▸ What is needed: Could you copy out all of the entries exactly?

[[ Available data, beginning ]]

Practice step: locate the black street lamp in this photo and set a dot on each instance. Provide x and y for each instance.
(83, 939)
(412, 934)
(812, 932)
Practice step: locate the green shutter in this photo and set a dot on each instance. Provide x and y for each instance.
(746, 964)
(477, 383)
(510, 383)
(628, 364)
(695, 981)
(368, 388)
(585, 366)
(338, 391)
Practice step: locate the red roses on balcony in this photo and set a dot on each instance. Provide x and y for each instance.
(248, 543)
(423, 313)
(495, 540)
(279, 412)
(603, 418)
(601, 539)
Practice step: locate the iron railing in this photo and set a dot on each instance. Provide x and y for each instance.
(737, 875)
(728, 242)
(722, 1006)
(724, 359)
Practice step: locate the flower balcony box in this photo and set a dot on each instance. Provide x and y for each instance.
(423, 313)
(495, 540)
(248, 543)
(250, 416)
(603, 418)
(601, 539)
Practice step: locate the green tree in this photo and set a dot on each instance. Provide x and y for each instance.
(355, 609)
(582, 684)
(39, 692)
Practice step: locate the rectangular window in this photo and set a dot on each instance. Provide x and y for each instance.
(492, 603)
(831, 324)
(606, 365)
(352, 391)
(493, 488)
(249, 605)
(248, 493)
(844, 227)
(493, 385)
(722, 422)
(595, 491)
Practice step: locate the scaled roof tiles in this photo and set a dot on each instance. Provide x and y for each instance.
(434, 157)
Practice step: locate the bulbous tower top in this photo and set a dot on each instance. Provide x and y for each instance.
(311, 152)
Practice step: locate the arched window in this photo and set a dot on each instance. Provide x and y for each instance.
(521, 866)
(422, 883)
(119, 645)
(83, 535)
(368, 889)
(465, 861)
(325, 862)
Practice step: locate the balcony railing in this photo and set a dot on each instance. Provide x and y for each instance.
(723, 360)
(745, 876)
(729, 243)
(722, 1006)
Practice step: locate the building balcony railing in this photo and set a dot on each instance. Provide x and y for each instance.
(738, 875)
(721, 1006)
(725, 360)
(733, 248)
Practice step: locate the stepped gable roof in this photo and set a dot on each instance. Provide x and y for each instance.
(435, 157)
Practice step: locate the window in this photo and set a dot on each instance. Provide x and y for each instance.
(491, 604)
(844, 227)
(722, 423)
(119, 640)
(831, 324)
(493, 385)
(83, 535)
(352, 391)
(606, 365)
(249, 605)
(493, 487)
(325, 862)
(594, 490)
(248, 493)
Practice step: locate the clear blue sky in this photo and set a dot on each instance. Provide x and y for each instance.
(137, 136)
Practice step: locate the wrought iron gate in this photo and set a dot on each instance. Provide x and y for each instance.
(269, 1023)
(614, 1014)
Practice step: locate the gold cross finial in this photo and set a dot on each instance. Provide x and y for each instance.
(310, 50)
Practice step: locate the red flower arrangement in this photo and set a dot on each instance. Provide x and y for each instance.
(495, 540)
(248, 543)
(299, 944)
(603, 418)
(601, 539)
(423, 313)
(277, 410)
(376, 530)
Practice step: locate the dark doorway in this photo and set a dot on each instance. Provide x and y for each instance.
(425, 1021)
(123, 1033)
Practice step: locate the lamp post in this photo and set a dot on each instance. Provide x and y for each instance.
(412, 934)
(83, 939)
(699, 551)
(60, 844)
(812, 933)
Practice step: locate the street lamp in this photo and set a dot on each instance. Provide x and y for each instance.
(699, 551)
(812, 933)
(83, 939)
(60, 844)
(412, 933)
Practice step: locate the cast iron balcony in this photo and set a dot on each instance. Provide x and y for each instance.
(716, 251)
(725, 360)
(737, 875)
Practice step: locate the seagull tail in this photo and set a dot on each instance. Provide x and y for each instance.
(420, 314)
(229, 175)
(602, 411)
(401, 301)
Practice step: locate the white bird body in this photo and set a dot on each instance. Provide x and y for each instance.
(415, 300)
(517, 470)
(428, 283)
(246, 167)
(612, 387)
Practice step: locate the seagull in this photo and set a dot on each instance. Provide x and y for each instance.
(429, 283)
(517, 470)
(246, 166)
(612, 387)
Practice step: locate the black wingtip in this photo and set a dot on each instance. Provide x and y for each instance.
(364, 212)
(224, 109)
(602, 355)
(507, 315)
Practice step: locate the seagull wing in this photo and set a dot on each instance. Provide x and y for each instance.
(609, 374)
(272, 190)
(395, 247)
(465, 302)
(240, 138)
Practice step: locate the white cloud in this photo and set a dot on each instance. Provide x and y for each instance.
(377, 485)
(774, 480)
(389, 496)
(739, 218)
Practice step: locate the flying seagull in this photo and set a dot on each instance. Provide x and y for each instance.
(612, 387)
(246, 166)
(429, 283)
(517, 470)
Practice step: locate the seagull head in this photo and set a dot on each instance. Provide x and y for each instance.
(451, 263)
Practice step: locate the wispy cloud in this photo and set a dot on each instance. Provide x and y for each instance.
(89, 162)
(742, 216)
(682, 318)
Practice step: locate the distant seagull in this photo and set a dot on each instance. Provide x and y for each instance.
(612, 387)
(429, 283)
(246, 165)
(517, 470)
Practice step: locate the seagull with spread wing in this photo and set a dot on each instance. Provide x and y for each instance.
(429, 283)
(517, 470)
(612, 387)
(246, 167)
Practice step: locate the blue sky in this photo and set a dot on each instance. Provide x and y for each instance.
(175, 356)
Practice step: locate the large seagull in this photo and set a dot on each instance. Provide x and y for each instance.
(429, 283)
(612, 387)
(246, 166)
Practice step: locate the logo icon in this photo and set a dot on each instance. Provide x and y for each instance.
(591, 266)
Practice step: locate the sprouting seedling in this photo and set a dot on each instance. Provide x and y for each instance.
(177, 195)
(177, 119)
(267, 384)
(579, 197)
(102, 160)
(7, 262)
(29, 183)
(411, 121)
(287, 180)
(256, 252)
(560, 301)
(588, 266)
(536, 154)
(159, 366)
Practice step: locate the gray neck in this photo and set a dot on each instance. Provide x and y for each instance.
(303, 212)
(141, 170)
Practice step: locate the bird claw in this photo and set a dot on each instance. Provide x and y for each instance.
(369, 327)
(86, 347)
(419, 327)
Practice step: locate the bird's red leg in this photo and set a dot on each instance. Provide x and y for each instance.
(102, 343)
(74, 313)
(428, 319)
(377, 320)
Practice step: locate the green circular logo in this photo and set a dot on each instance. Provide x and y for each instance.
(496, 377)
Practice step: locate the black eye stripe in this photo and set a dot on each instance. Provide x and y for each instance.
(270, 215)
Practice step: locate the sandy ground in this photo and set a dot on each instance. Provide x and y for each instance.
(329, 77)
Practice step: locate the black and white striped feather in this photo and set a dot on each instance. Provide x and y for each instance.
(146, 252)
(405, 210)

[[ Available data, end ]]

▸ Exercise response:
Practice step: locate the black street lamp in this photo and set a dot on each instance. Provide x and y for each instance.
(83, 939)
(412, 934)
(812, 932)
Practice step: locate the green shutter in this photo and set a dot on each instance. Provide x and y for each instance.
(746, 964)
(477, 383)
(510, 383)
(628, 364)
(695, 981)
(368, 388)
(585, 366)
(338, 391)
Practice step: locate the red roses on balcony in this photo and set a dot on each instance. Provide x and y for each instance.
(248, 543)
(423, 313)
(495, 540)
(279, 412)
(603, 418)
(601, 539)
Practice step: locate the iron railing in this photo and set a dot on each instance. Provide x and y for each instance.
(737, 875)
(728, 242)
(722, 1006)
(724, 359)
Practice step: locate the flower balcony box in this photo and set a dot on each instance. Provide x and y for each instance.
(423, 313)
(495, 540)
(248, 543)
(250, 416)
(603, 418)
(601, 539)
Practice step: locate the green tree in this photo and set a dot on each instance. Provide x and y for each instance.
(355, 609)
(582, 684)
(39, 692)
Practice step: locate the rectangular window in this photo and set a dot on each instance. Provide x and y for each instance.
(492, 603)
(831, 324)
(606, 365)
(352, 391)
(493, 488)
(249, 605)
(248, 493)
(844, 227)
(493, 385)
(722, 422)
(595, 491)
Practice step: locate the scaled roof tiles in this photo and set a dot on each instance. Provide x and y for each instance.
(434, 157)
Practice step: locate the bulbous tower top in this photo and set a dot on each instance. Provide x and y for each instance.
(311, 152)
Practice step: locate the arched window in this photo and set a dot on each instance. Provide x and y for each instance.
(521, 866)
(422, 883)
(119, 645)
(83, 535)
(368, 889)
(465, 861)
(325, 862)
Practice step: locate the balcony railing in this photo and set a dot on each instance. Provide x and y for each instance.
(723, 360)
(745, 876)
(729, 243)
(722, 1006)
Practice step: locate the building balcony railing in this photo and set a dot on each instance. Provide x and y for each instance.
(738, 875)
(721, 1006)
(725, 360)
(733, 248)
Practice step: locate the stepped gable roof in this photo and set a dot on each instance. Provide x and y for each instance.
(435, 157)
Practice step: locate the window in this photo and set a dot on each instance. Provide x and y for each instance.
(491, 604)
(844, 227)
(722, 423)
(119, 640)
(831, 324)
(493, 385)
(83, 535)
(352, 391)
(606, 365)
(249, 605)
(493, 487)
(325, 862)
(594, 490)
(248, 493)
Practice step: locate the clear blue sky in this photo and set a dot on each instance. Provide x and y for each instance.
(137, 136)
Practice step: locate the wrought iron gate in this photo and set a dot on each instance. Provide x and y for each instance.
(269, 1023)
(614, 1014)
Practice step: locate the gold cross finial in this photo and set a dot on each instance. Provide x and y for each instance.
(310, 50)
Practice step: locate the red flower arrangement in this photo and set a dot on each instance. Provide x and y for each instance.
(495, 540)
(248, 543)
(299, 944)
(603, 418)
(601, 539)
(423, 313)
(277, 410)
(376, 530)
Practice step: locate the dark doorway in this photo and set a dot on each instance. Provide x and y for each instance.
(425, 1021)
(123, 1033)
Practice step: locate the lamp post in this photo and set a dot on each instance. Provide x and y for each instance.
(412, 934)
(83, 939)
(699, 551)
(60, 844)
(812, 933)
Practice step: locate the street lamp in this photo and set a dot on each instance. Provide x and y for each instance.
(699, 551)
(812, 933)
(83, 939)
(60, 844)
(412, 933)
Practice step: locate the cast iron balcony in this photo and set a dot on each instance. Provide x and y for each instance.
(716, 251)
(725, 360)
(737, 875)
Practice step: locate the seagull tail in this photo and set a dot on each instance. Provide x and y for each instance.
(420, 314)
(229, 175)
(602, 411)
(401, 301)
Practice step: locate the white bird body in this photo and set a dot on each instance. Provide x and y for each instance.
(415, 300)
(517, 470)
(428, 283)
(246, 167)
(612, 387)
Practice step: locate the seagull in this photo and set a dot on each instance. Provide x and y for each instance.
(429, 283)
(517, 470)
(246, 166)
(612, 387)
Practice step: locate the black wingtip in this photo and set a dot on each instance. Provide x and y for each instance.
(364, 212)
(224, 109)
(602, 355)
(507, 315)
Practice step: locate the seagull wing in this photo and set a dot on each instance. Provide x and y for each instance.
(609, 374)
(272, 190)
(395, 247)
(465, 302)
(240, 138)
Practice step: locate the white cloud in this photo and set a dot on each instance. Provide x and y for each instance.
(377, 485)
(774, 480)
(389, 496)
(739, 218)
Practice step: locate the flying seagull in this photo and set a dot on each instance. Provide x and y for each instance.
(612, 387)
(246, 166)
(429, 283)
(517, 470)
Practice step: locate the seagull head in this photo and set a dot on each instance. Provide x and y for each instance.
(451, 263)
Practice step: locate the wispy cloud in this photo and set a dot on each instance. Provide x and y for each instance.
(89, 162)
(742, 216)
(682, 318)
Practice step: locate the distant seagull in this photo and set a dot on each instance. Provide x and y for each instance.
(612, 387)
(429, 283)
(246, 165)
(517, 470)
Practice step: locate the seagull with spread wing in this photo and set a dot on each instance. Provide x and y for each instance.
(429, 283)
(517, 470)
(612, 387)
(246, 167)
Practice step: locate the blue sky in this photo and set a dot on each instance. Provide x and y for each instance.
(175, 356)
Practice step: locate the large seagull in this photo and set a dot on each instance. Provide x and y for each instance.
(429, 283)
(612, 387)
(246, 166)
Practice step: locate the logo icon in this photo and set a dot on each instance. Provide x and y for each instance.
(591, 266)
Practice step: locate the sprouting seedling in this photo and set a dot on each instance. Provide x and y for each instance.
(177, 195)
(177, 119)
(267, 384)
(579, 197)
(102, 160)
(7, 262)
(29, 183)
(411, 121)
(287, 180)
(256, 252)
(560, 301)
(588, 266)
(536, 154)
(159, 366)
Practice step: locate the gray neck in this photo and set a dot on each instance. Provide x and y for each instance.
(303, 212)
(141, 170)
Practice step: locate the bird claw in this photo and set a dot on each instance. Provide x and y for each instance.
(369, 327)
(86, 347)
(419, 327)
Practice step: locate the bird's red leg in this photo and set a dot on each instance. Provide x and y for each instance.
(102, 343)
(74, 313)
(428, 319)
(377, 320)
Practice step: locate the green circular logo in this photo and set a dot on each instance. Provide x and y for each instance.
(496, 377)
Practice step: locate the black eye stripe in this photo and set a dot on each instance. Provide x and y for each instance.
(270, 215)
Practice step: locate the sandy ground in this photo and set a dot on each instance. Provide x and y for each instance.
(329, 77)
Practice step: locate the black and white striped feather in this photo and set a dot on each instance. Provide x and y for each instance.
(146, 252)
(405, 210)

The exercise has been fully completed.